Each entry needs to be restated exactly as written.

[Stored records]
§ §

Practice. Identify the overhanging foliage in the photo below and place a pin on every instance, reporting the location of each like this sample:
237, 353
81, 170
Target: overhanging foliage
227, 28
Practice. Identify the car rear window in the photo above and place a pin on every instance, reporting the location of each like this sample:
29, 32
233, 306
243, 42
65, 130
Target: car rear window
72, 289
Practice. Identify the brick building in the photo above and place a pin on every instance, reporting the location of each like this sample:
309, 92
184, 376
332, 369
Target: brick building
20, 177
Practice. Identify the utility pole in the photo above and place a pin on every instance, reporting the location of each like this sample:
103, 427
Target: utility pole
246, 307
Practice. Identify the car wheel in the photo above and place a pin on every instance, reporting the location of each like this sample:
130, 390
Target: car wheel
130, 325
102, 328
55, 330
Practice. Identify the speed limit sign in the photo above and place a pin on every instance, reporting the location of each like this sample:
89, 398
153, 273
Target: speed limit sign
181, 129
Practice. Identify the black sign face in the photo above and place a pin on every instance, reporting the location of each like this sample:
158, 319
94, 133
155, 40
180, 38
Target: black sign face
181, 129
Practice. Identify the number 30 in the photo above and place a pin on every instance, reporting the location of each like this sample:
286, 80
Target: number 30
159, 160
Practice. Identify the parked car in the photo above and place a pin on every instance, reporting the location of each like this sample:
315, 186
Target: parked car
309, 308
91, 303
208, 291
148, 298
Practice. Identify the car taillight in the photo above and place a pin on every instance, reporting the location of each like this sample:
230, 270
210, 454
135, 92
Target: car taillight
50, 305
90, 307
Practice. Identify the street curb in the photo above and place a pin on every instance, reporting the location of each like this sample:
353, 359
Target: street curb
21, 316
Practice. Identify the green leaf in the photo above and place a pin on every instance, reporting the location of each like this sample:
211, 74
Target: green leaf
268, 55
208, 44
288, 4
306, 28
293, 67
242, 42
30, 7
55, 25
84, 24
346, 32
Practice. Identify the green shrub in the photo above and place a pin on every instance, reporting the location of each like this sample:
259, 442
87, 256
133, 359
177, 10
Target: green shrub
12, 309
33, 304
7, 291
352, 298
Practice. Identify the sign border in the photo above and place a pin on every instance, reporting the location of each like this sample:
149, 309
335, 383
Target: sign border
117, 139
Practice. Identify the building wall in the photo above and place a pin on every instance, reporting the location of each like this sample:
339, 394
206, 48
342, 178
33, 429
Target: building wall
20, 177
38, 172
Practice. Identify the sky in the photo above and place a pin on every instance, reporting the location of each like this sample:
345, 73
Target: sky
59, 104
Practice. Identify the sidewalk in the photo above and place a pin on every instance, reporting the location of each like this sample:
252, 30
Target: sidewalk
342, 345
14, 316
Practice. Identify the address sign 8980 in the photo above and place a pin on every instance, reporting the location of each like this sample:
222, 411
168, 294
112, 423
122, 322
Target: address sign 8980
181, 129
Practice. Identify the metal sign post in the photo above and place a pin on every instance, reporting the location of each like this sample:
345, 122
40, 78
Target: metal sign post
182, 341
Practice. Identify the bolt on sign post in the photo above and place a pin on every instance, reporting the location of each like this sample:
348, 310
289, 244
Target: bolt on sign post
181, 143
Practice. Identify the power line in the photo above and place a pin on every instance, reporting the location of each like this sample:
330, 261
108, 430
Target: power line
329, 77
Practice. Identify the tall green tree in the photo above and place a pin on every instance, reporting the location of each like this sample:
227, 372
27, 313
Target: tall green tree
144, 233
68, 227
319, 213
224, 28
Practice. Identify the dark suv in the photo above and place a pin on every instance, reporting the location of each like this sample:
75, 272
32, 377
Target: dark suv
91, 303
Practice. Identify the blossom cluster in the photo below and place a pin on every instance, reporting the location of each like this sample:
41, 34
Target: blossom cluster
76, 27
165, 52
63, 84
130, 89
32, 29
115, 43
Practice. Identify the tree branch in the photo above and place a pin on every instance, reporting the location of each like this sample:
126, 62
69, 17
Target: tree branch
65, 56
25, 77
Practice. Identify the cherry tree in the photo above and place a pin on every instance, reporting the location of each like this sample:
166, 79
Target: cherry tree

§ §

- _TASK ANSWER_
Practice. Identify the overhanging foliage in the photo below and place a pin on every instance, reporting the location of each like this sample:
237, 353
81, 170
Target: overhanging foliage
227, 28
Practice. Identify the car rear window in the photo above and place a pin on every instance, reporting the location of each like this sample:
29, 32
233, 306
243, 42
65, 130
Target: car rear window
72, 289
Practice. Identify the brick building in the photo above and place a pin on every instance, reporting the location of each like this sample:
309, 92
184, 376
332, 369
Target: brick building
20, 177
Practice. Identify the utility pole in the photo above and place a pin on every instance, reporting the location of each like this sample:
103, 427
Target: utility pole
246, 307
Practice. Identify the car wheel in the photo above and place a pin on every instance, reporting the location of each like this sample:
130, 390
Target: car wheel
130, 325
102, 328
55, 330
Practice. Identify the speed limit sign in the photo above and place a pin on every instance, reporting the location of each like this sample:
89, 398
153, 273
Target: speed limit sign
181, 129
Practice. Identify the black sign face in the photo above and place a pin on every instance, reporting the location of each like this sample:
158, 319
94, 133
155, 40
180, 38
Target: black sign face
181, 129
Practice. Identify the number 30 in the photo above and place a pin on every instance, reporting the location of each like this sample:
286, 80
Target: number 30
159, 160
Practice. Identify the parked car in the photo above and place a pin on every instance, reporting the location of each like this sample:
315, 186
Target: parked car
309, 308
91, 303
208, 291
148, 298
Practice. Identify the car taillight in the photo above and place a pin on every instance, reporting the location of each like this sample:
230, 270
210, 454
135, 92
Target: car taillight
50, 305
90, 307
Practice. Identify the street curb in the photo above and place a pin on every instance, reporting the location of each like this sample:
353, 359
Target: street curb
21, 316
Practice. Identify the green leaf in the photo above and place a pin on every instance, reporting the location of each like this sample:
211, 74
Target: green leaf
268, 55
208, 44
288, 4
306, 28
293, 67
242, 42
30, 7
55, 25
84, 24
346, 32
Practice. Identify the green shrub in the photo above and place a pin on every instance, reporting the location of each like this sample:
259, 442
87, 256
133, 359
177, 10
Target: green shrub
12, 309
33, 304
7, 291
352, 298
Practice. Identify the sign border in the photo above and place a pin on every instance, reporting the location of each like this sample:
149, 309
335, 383
Target: sign border
117, 139
Practice. Identify the building wall in the photo above and place a pin on every instance, reporting the location of each like this sample:
339, 394
206, 48
342, 178
33, 429
Target: building wall
20, 177
38, 172
Practice. Identify the sky in the photo above and place a pin on every instance, reporting the location of each like this sample:
345, 73
Target: sky
59, 104
Practice. Identify the sidewalk in the photo above and place a pin on every instance, reporting the location of each like this sample:
252, 30
Target: sidewalk
342, 345
14, 316
Practice. Identify the address sign 8980 in the photo above and place a pin on every instance, reporting the location of each like this sample:
222, 411
168, 294
112, 423
122, 322
Target: address sign 8980
181, 129
Practice. Identify the metal sign post in the photo above and place a pin on every instance, reporting the location of each like this sample:
345, 122
40, 78
Target: metal sign post
182, 341
Practice. Identify the bolt on sign post in the photo above and place a pin on every instance, reporting the location of each like this sample:
348, 310
289, 244
Target: bolt on sign post
181, 143
Practice. Identify the power line in the photo above and place a pin on every instance, reporting the location of each like this sample:
330, 261
108, 430
Target: power line
329, 77
Practice. Identify the tall green tree in the photo above and place a pin on every instance, reporting the location of each like this sample:
227, 372
27, 313
Target: tall green tree
144, 233
68, 227
319, 213
224, 28
Practice. Identify the dark suv in the photo above and place a pin on every instance, reporting the location of each like this sample:
75, 272
32, 377
Target: dark suv
91, 303
Practice. Identify the blossom cluster in the photo below and place a pin on every instance, reporting the location of each like this sample:
41, 34
Target: blossom cluster
76, 27
165, 52
63, 84
130, 89
32, 29
115, 43
Practice. Identify the tree branch in the photo above and place a pin on every instance, reporting the location of each like this sample:
126, 62
69, 17
Target: tree branch
65, 56
25, 77
Practice. Identify the cherry tree in the photo above and place a pin on every instance, reporting the location of each like this sample:
166, 79
Target: cherry tree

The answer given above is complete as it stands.